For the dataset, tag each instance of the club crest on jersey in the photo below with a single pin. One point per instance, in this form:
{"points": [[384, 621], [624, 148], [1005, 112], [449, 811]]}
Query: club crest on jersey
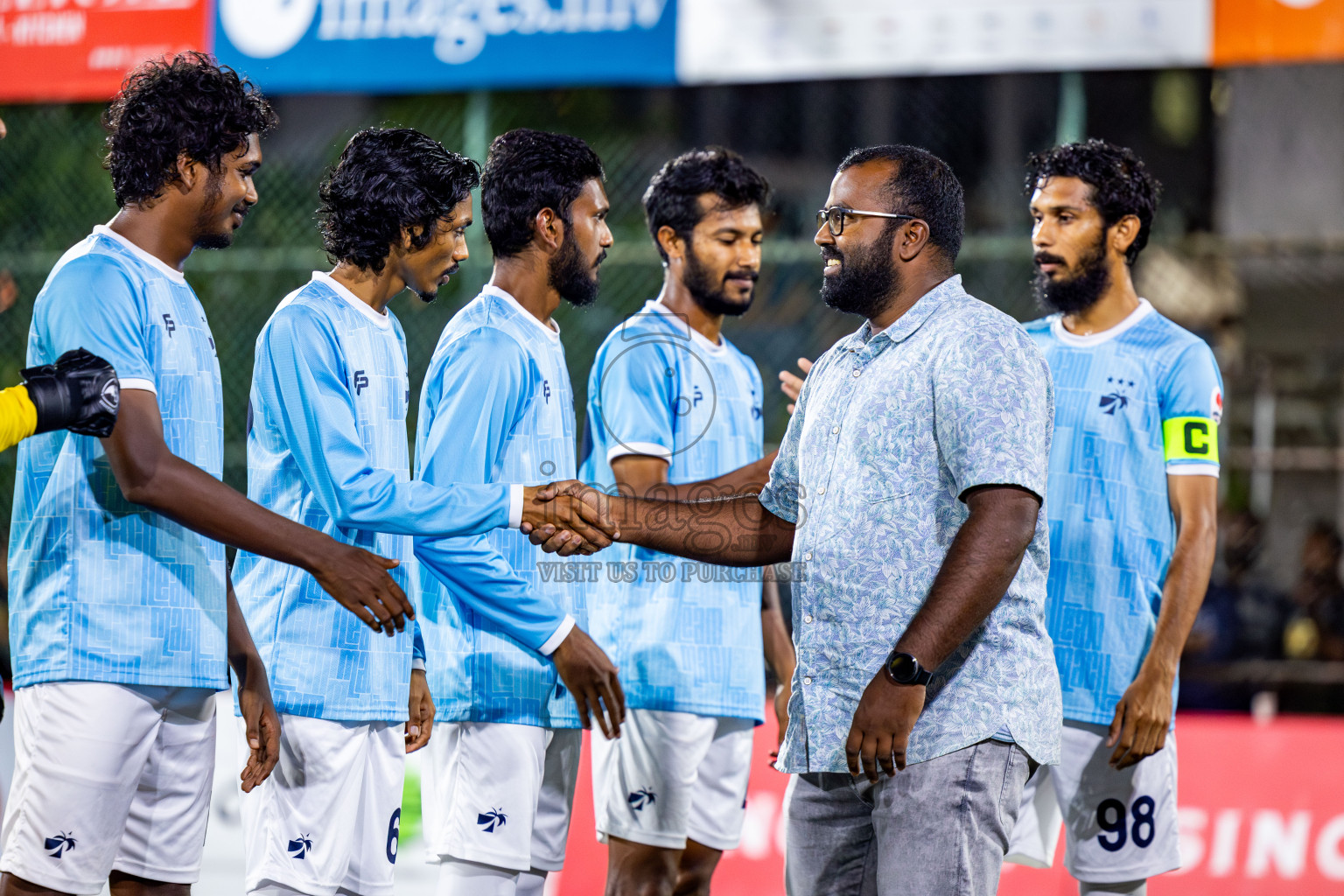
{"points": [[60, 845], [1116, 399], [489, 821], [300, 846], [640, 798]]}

------------------------------------------------------------

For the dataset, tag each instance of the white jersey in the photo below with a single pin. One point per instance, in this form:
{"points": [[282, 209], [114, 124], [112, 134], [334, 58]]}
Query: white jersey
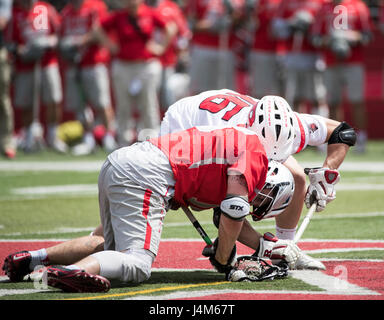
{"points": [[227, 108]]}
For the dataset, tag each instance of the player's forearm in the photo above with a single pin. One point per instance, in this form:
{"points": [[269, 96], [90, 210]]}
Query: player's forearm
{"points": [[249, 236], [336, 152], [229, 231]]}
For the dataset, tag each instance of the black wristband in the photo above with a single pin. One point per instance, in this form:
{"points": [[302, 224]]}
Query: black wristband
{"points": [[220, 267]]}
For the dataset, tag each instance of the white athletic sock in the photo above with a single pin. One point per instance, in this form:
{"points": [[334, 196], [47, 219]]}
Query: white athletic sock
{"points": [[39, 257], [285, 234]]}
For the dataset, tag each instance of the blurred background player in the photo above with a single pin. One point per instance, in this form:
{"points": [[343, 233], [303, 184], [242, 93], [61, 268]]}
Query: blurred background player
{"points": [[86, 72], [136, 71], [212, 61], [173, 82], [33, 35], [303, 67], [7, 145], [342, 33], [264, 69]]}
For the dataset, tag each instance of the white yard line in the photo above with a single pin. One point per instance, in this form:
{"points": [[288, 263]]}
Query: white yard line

------------------------------------------------------------

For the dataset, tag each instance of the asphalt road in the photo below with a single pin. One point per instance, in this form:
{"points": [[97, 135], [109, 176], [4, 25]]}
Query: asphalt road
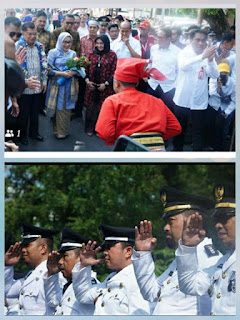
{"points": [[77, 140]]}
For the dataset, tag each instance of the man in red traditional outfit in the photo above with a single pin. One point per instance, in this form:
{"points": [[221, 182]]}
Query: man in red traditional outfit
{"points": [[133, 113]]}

------------------------------------------------------------

Required work: Quote word for word the lines of the entries above, beginning with the line that contains "For the dataset, tag each instance of the black" and continuing through the line that contains "Query: white yard line", with both of those lines included.

Correct output:
For the dataset, tag each instance of the black wristband in the photo above with a single pin. One point per instance, in this form:
{"points": [[302, 224]]}
Query: black wristband
{"points": [[220, 267]]}
For the dataset, tag each instance of the white athletic sock in the photo above with a single pin. One point per instance, in this form:
{"points": [[334, 196], [47, 219]]}
Query: white athletic sock
{"points": [[39, 257], [285, 234]]}
For the dataset, tag each instance of the blurred background player in the photo above with a single pin. One point per instance, in this form:
{"points": [[343, 233], [303, 184], [242, 93], [61, 268]]}
Query: blurred background player
{"points": [[86, 72], [136, 71], [212, 61], [173, 82], [33, 35], [303, 67], [7, 145], [342, 33], [264, 69]]}
For the dataset, tag each instance of the white yard line in the photo above with a single pin. One point per instance, in this form:
{"points": [[288, 263]]}
Query: white yard line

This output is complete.